Reputation: 21
Using Apache Flink I want to create a streaming window sorted by the timestamp that is stored in the Kafka event. According to the following article this is not implemented.
https://cwiki.apache.org/confluence/display/FLINK/Time+and+Order+in+Streams
However, the article is dated july 2015, it is now almost a year later. Is this functionality implemented and can somebody point me to any relevent documentation and/or an example.
Upvotes: 2
Views: 1887
Reputation: 18987
Apache Flink supports stream windows based on event timestamps. In Flink, this concept is called event-time.
In order to support event-time, you have to extract a timestamp (long value) from each event. In addition, you need to support so-called watermarks which are needed to deal with events with out-of-order timestamps.
Given a stream with extracted timestamps you can define a windowed sum as follows:
val stream: DataStream[(String, Int)] = ...
================
= INSTRUCTIONS =
[1] Say whether each statement agrees with the Flink thread, answering yes or no and quoting the deciding words: (a) The article the asker links is dated July 2015. (b) In Flink, windows based on event timestamps are called processing-time. (c) Watermarks are needed to deal with events with out-of-order timestamps.
[2] According to the Flink thread, what kind of value must be extracted from each event to support event-time?
[3] Please write the next part of the Flink thread, picking up after its last line.
================
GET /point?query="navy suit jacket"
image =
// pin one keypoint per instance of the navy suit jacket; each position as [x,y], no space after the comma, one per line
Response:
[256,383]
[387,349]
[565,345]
================
= THE RESULTS =
[1]
(a) Yes: "the article is dated july 2015"
(b) No: "In Flink, this concept is called event-time."
(c) Yes: "watermarks which are needed to deal with events with out-of-order timestamps"

[2] A timestamp, as a long value.

[3]
val windowCnt = stream
.keyBy(0) // partition stream on first field (String)
.timeWindow(Time.minutes(1)) // window in extracted timestamp by 1 minute
.sum(1) // sum the second field (Int)
Event-time and windows are explained in detail in the documentation (here and here) and in several blog posts (here, here, here, and here).
Upvotes: 2
Reputation: 986
Sorting by timestamps is still not supported out-of-box but you can do windowing based on the timestamps in elements. We call this event-time windowing. Please have a look here: https://ci.apache.org/projects/flink/flink-docs-master/apis/streaming/windows.html.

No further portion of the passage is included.